*Trecho da página*

——

Valor Econômico
A ideia de que a credibilidade do BC será
tanto maior quanto mais baixa for a meta de inflação não faz sentido
A polêmica que se prolonga há semanas a
respeito da meta de inflação, da taxa de juros e de outros temas relacionados à
atuação do Banco Central tem levantado pontos de vista variados, alguns procedentes,
outros inconsistentes, muitos incongruentes.
Há de tudo: informação manipulada, análises
distorcidas, omissões, especulações, falta de conhecimento, enfim. Ajudam a
engrossar o caldo do falatório com sérios efeitos sobre as expectativas.
A reunião do Conselho Monetário Nacional (CMN) agendada para quinta-feira recolocou na berlinda a discussão em torno da mudança da meta de inflação fixada em 3,25% para 2023 (com margem de tolerância de 1,5 ponto percentual) e em 3% para 2024 e 2025.
Ampliar o nível da inflação a ser
perseguida este ano e nos próximos viabilizaria a redução da taxa Selic (juro
do BC, hoje em 13,75%) pretendida pelo governo. Se confirmado, não seria a
primeira vez. Nem a segunda.
A primeira mudança da meta de inflação
ocorreu em 2002 com Armínio Fraga na presidência do BC.

——

*Registros fornecidos*

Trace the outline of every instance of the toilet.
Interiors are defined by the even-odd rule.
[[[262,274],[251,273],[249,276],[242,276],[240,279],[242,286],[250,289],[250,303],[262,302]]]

——

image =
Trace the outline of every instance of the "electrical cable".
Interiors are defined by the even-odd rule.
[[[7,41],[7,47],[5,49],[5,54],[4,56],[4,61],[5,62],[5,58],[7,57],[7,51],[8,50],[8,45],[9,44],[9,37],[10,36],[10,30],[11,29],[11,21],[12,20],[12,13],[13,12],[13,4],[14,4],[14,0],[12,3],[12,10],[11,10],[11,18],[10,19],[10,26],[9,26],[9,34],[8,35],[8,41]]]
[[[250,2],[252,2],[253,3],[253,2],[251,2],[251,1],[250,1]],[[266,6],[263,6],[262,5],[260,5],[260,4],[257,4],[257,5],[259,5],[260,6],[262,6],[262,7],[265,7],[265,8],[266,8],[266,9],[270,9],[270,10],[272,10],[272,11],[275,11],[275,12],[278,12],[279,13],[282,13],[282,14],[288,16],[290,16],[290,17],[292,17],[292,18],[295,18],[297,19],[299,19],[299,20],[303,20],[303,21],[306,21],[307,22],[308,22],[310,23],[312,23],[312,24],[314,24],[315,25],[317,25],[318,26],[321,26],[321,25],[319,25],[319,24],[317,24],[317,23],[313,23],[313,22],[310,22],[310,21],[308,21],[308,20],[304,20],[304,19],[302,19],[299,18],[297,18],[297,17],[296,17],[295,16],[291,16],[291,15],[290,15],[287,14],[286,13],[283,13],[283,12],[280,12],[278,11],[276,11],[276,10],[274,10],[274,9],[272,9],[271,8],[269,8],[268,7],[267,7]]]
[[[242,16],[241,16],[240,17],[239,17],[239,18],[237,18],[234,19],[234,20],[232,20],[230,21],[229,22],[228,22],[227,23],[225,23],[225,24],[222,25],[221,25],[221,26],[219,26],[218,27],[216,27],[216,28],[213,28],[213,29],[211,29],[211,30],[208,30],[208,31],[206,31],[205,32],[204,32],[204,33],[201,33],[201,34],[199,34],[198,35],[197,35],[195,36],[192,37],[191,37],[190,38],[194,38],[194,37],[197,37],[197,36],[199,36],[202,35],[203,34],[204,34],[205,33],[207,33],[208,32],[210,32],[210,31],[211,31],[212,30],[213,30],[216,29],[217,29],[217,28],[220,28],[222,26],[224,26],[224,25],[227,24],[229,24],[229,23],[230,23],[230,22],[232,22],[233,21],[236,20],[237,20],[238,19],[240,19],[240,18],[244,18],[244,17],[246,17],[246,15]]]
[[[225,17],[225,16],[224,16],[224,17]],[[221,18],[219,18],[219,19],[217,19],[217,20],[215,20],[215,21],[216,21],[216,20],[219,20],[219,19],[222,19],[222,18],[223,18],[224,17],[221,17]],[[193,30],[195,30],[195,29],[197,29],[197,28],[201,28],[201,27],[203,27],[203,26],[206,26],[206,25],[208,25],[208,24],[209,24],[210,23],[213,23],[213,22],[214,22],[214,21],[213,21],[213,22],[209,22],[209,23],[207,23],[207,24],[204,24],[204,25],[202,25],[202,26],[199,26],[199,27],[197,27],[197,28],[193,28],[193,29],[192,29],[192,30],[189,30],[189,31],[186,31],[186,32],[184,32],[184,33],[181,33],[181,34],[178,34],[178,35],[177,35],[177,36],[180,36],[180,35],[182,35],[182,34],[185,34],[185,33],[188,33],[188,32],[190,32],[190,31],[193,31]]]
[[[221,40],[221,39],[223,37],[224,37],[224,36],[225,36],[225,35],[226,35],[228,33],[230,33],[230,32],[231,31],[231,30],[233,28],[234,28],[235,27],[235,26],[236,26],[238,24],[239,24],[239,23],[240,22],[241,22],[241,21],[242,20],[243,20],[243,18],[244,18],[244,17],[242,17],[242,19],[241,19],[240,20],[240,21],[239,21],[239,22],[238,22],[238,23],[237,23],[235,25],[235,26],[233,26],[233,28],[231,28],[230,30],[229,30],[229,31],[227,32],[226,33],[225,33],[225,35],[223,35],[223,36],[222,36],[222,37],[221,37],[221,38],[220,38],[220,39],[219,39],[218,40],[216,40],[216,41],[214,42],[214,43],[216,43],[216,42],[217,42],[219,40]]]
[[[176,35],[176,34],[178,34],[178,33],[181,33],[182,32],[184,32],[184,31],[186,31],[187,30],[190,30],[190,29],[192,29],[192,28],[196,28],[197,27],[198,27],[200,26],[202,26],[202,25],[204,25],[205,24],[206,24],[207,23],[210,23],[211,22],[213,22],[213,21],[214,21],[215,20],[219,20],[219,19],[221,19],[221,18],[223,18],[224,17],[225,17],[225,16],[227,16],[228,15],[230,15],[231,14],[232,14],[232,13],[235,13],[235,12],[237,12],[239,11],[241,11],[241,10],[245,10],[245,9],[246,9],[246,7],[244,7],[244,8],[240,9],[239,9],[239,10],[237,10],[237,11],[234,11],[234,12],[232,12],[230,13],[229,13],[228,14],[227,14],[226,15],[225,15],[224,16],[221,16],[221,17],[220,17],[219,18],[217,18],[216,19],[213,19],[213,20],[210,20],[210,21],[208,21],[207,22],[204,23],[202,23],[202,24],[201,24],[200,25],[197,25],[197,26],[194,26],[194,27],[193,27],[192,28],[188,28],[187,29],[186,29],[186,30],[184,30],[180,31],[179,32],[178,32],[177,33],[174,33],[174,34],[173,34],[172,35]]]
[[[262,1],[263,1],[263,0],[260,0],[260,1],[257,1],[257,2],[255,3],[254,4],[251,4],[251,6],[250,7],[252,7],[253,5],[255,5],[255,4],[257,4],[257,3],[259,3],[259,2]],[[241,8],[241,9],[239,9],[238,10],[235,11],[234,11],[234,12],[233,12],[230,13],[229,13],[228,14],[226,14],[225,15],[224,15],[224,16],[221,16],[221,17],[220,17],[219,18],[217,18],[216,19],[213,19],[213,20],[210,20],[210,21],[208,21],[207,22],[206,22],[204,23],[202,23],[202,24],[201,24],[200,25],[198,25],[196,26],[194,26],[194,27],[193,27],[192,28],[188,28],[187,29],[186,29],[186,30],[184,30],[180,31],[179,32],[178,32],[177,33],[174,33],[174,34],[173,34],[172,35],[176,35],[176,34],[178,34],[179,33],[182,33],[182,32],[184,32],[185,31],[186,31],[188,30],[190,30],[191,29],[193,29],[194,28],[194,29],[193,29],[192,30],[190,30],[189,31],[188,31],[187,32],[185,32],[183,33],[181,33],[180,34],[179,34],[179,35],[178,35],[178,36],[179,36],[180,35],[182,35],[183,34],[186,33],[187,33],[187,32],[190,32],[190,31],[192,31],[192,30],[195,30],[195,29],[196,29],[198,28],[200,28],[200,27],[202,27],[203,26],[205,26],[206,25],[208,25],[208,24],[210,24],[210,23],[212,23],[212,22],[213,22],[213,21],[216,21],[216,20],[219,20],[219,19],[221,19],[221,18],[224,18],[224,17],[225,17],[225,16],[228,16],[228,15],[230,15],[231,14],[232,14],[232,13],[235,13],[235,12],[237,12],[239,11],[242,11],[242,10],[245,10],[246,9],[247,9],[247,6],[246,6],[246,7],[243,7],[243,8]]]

——

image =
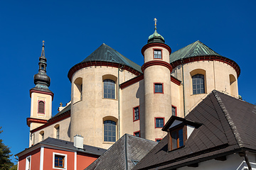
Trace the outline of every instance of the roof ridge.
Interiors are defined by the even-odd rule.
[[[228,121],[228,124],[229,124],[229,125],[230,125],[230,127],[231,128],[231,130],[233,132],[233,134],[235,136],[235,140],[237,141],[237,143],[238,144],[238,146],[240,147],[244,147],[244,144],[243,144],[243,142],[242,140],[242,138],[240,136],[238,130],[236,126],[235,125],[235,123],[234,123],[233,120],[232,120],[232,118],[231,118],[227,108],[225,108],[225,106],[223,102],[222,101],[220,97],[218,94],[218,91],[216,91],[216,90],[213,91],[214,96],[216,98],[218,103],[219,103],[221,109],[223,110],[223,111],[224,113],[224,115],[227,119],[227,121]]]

——

*Lista de exercícios*
**A)** Responda com base no trecho sobre a meta de inflação:
(i) Qual é a taxa Selic atual?
(ii) Qual meta de inflação foi fixada para 2023 e com que margem de tolerância?
(iii) Em que ano ocorreu a primeira mudança da meta de inflação e quem presidia o BC?
**B)** Transcreva fielmente o trecho sobre a meta de inflação entre "Há de tudo: informação" e "presidência do BC.", inclusive.

*Respostas*
**A)**
(i) 13,75%.
(ii) 3,25%, com margem de tolerância de 1,5 ponto percentual.
(iii) Em 2002, com Armínio Fraga na presidência do BC.

**B)**
Há de tudo: informação manipulada, análises
distorcidas, omissões, especulações, falta de conhecimento, enfim. Ajudam a
engrossar o caldo do falatório com sérios efeitos sobre as expectativas.
A reunião do Conselho Monetário Nacional (CMN) agendada para quinta-feira recolocou na berlinda a discussão em torno da mudança da meta de inflação fixada em 3,25% para 2023 (com margem de tolerância de 1,5 ponto percentual) e em 3% para 2024 e 2025.
Ampliar o nível da inflação a ser
perseguida este ano e nos próximos viabilizaria a redução da taxa Selic (juro
do BC, hoje em 13,75%) pretendida pelo governo. Se confirmado, não seria a
primeira vez. Nem a segunda.
A primeira mudança da meta de inflação
ocorreu em 2002 com Armínio Fraga na presidência do BC.